(Dataset items)
● ● ● ●

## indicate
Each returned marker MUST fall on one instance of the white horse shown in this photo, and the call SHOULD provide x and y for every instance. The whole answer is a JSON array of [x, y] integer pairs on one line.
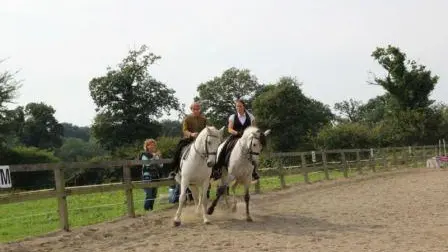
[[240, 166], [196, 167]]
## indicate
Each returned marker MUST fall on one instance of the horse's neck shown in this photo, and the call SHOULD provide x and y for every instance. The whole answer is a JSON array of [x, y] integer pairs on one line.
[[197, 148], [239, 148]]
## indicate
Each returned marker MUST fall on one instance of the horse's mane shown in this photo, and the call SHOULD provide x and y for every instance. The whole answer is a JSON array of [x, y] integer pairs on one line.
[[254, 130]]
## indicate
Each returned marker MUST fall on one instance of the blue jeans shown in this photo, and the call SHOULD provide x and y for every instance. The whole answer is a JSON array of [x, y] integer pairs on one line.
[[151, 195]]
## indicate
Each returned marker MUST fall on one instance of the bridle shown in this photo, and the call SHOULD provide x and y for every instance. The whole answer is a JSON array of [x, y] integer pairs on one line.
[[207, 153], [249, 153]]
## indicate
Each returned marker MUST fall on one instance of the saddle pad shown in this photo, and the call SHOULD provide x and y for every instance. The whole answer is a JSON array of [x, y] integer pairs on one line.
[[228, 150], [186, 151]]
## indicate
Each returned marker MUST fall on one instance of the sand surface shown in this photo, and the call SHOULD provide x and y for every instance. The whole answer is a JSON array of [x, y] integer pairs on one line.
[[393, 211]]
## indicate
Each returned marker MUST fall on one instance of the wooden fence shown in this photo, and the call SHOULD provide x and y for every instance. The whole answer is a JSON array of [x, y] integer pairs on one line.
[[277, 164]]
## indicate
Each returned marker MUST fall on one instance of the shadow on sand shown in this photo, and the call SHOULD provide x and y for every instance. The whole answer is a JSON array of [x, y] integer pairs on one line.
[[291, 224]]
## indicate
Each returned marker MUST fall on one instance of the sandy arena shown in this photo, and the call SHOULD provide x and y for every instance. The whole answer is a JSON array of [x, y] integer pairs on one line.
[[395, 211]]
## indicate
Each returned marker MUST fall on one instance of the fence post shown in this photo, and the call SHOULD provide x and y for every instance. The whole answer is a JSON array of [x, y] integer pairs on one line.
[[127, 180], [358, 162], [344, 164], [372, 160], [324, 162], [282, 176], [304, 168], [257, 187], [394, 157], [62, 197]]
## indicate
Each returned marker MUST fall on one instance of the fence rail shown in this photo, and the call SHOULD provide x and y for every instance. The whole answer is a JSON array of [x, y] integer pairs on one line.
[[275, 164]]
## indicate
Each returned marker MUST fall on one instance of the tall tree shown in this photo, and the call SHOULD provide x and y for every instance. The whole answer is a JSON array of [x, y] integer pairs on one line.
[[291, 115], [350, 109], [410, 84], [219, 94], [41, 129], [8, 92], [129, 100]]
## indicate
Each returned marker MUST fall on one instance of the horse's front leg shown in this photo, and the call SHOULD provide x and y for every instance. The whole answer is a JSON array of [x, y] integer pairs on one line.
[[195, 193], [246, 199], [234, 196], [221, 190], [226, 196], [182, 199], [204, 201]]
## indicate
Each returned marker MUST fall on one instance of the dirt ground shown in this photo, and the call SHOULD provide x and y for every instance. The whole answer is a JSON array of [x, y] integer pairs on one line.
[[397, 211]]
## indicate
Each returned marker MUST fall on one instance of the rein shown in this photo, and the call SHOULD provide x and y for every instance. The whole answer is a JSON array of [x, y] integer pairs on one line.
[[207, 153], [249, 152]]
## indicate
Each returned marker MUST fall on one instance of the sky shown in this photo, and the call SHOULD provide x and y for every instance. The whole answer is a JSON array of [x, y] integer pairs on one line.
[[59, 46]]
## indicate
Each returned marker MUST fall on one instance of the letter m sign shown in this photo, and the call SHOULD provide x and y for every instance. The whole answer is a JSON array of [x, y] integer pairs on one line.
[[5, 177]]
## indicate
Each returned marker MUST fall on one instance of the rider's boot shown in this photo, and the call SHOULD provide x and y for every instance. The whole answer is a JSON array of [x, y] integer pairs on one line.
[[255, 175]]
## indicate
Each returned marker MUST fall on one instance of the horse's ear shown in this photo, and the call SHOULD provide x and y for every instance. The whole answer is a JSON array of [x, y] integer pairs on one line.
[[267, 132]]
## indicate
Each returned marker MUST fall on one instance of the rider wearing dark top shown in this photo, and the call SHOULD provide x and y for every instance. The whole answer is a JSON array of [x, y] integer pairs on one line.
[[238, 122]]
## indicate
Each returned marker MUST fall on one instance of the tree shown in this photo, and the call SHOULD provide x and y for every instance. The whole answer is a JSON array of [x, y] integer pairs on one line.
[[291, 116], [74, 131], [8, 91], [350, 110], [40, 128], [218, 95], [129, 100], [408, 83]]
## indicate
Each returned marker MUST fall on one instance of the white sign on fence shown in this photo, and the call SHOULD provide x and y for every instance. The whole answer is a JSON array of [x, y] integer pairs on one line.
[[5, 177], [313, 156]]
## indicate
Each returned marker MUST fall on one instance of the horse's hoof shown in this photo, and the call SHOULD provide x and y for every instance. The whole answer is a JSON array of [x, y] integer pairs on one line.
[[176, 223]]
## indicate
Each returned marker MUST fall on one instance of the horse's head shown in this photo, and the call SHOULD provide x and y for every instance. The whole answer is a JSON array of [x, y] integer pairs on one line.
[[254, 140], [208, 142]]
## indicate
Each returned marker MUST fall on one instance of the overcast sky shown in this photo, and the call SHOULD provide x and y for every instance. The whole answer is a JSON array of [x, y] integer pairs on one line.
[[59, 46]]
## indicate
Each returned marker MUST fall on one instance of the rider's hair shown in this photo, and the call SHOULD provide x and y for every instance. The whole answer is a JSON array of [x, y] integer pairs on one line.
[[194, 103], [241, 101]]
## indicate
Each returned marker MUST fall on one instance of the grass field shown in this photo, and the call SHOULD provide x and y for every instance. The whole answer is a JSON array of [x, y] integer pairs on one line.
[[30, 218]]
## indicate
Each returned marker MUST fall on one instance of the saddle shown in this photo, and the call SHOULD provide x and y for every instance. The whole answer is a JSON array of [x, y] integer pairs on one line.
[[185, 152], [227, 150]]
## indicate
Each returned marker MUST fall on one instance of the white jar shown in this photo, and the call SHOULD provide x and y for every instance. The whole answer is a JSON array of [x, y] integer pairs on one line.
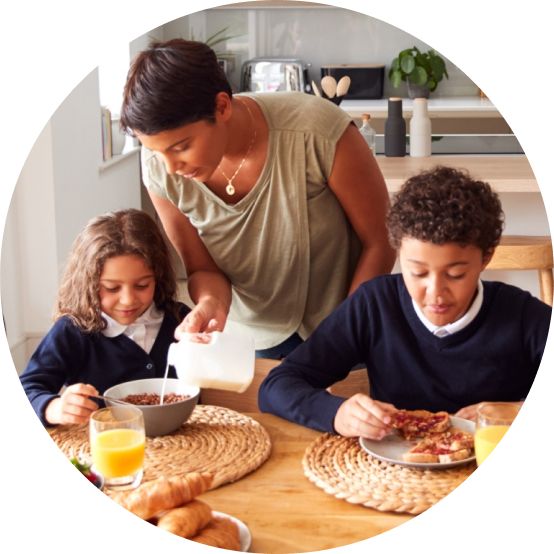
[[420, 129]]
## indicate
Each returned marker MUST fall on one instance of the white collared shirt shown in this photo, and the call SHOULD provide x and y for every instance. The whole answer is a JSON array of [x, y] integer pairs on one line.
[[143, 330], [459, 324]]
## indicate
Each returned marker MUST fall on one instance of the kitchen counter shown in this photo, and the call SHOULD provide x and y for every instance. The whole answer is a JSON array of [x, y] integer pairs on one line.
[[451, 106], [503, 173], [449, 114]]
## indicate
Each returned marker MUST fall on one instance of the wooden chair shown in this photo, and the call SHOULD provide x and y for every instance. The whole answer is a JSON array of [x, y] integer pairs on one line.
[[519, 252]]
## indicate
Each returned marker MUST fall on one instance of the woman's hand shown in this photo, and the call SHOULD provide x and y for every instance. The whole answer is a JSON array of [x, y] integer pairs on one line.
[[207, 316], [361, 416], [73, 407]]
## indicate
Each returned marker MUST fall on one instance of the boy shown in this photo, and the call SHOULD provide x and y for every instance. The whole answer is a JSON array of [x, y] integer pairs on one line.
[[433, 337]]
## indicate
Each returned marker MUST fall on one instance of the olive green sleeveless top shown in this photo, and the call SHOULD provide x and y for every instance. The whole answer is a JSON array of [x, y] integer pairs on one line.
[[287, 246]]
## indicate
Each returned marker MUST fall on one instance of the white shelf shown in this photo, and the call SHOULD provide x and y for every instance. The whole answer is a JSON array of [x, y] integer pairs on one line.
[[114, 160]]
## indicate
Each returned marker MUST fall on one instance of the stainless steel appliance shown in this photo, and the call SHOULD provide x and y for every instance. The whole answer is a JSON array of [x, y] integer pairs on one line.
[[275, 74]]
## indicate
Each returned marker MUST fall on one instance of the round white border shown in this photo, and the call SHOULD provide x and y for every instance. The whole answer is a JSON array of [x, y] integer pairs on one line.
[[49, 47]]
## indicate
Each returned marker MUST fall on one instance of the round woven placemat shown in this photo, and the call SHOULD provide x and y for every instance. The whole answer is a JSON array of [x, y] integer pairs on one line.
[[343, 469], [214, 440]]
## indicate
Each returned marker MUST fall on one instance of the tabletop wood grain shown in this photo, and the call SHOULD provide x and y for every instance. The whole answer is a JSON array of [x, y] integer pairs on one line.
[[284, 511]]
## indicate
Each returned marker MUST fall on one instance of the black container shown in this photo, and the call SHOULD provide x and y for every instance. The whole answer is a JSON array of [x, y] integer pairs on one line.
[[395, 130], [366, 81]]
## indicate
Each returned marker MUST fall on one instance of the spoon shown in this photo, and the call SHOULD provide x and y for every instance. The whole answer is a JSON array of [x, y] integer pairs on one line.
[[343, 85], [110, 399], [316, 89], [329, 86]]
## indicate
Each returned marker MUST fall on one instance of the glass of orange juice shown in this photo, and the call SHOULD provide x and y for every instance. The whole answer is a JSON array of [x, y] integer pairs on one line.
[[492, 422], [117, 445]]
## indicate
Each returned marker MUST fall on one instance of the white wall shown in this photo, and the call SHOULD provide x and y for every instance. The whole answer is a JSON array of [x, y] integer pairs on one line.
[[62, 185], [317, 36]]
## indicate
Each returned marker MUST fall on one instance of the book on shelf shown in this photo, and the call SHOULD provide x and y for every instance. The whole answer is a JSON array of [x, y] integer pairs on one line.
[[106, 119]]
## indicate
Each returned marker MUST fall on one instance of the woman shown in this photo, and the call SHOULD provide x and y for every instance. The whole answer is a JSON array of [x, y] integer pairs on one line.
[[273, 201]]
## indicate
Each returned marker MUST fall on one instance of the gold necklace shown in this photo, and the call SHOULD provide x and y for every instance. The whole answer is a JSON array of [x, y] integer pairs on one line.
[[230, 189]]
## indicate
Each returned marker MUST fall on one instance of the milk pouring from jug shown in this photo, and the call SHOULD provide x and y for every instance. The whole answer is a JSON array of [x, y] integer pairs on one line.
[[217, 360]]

● ● ● ●

Please reproduce the rows word for word, from the start of the rows through the line containing "[[277, 164]]", including both ends. Leave the pictures out of your answer.

## indicate
Each returned marker MUST fall on one instance of the white horse shown in this photo, and the call SHOULD provide x and y for every instance. The whole answer is a JSON array of [x, y] integer pairs on one line.
[[240, 166], [196, 167]]
## indicate
Each returned marker MUST fall on one instance of the horse's neck shown in this photo, and the call SHOULD provide x and y for every instance. The whole answer is a JSON array of [x, y] integer pairs on one line.
[[197, 148], [239, 148]]
## indicate
Each returned marker MUST fall on one instance of the horse's mane shown in this photo, and the call SHOULD provide x and y for every instance. The whole answer is a JSON array of [x, y] integer pairs on one line.
[[254, 130]]
## indicate
Each returned marker MUST fall on one instance of the blue jeans shown in this photo, and the call SHOULD provide x and y for every instance. The whole answer is a JSON array of [x, y] integer pairs on one line.
[[151, 195]]
## indicate
Each returned marker MUST fall on one instance of the bridle shown in this photo, and the call SHOULD provide x and y for every instance. The whole answer is a JSON array of [x, y] integer pairs on one line.
[[207, 153], [249, 153]]
## indicate
Each returned marker MUST fall on one instance of the saddle pad shown in this photo, and the call SHOULD provide x and y for every instance. The whole answer is a JSON array of [x, y] integer pairs on one line.
[[228, 150], [186, 151]]
## indicate
Each returned marker MUST fall on one instance of the sand surface shown in this photo, and the call SHOULD provide x and y for every instance. The whole answer is a JSON array of [x, y] integer pairs on one line.
[[393, 211]]
## indicate
Each returned marker MUST fall on one instance of the wooden fence shown in this photo, and the call SHOULD provide x and y for every instance. The whole answer is a JSON array of [x, y] integer pairs on one line.
[[277, 164]]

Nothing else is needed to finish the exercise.